● **What is asked**:
Restate the entries word for word, omitting nothing.

● **Supplied material**:
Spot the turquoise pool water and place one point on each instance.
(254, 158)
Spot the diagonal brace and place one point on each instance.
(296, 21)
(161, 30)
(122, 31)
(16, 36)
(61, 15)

● **Solution to this exercise**:
Spot the turquoise pool water and place one point on each instance.
(254, 158)
Spot the diagonal brace and place one point on each instance.
(296, 21)
(161, 30)
(122, 31)
(16, 36)
(61, 15)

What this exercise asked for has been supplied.